**Dataset entries**
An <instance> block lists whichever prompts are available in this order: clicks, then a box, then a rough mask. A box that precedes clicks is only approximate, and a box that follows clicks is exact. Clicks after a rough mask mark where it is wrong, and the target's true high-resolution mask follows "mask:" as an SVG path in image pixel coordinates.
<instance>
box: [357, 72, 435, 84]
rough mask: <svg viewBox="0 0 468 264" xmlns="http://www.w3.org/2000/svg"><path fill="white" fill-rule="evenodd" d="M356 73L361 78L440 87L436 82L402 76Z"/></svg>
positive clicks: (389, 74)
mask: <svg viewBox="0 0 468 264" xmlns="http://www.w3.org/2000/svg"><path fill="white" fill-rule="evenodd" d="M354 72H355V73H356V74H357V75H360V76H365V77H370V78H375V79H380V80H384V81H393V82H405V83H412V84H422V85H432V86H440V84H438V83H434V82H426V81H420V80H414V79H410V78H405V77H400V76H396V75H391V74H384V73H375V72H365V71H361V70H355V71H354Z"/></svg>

**Exercise goal**
Please format all of the data above as a JSON list of strings, with one string for each line and blank lines omitted.

**Answer area**
[
  "An <instance> block lists whichever prompts are available in this order: clicks, then a box, then a rough mask. A box that precedes clicks is only approximate, and a box that follows clicks is exact. Clicks after a rough mask mark where it is wrong, and the target's true high-resolution mask follows \"mask:\" as an SVG path in image pixel coordinates.",
  "<instance>",
  "box: [357, 72, 435, 84]",
  "rough mask: <svg viewBox=\"0 0 468 264\" xmlns=\"http://www.w3.org/2000/svg\"><path fill=\"white\" fill-rule=\"evenodd\" d=\"M356 73L361 78L440 87L436 82L402 76Z\"/></svg>",
  "positive clicks: (389, 74)",
  "mask: <svg viewBox=\"0 0 468 264\" xmlns=\"http://www.w3.org/2000/svg\"><path fill=\"white\" fill-rule=\"evenodd\" d=\"M354 72H355V73H356V74H357V75H360V76H365V77H370V78H375V79H380V80H384V81H393V82H405V83H412V84H422V85H432V86H440V84H438V83H434V82H426V81H420V80H414V79H410V78H405V77H400V76H396V75H391V74H384V73H375V72H365V71H361V70H355V71H354Z\"/></svg>"
]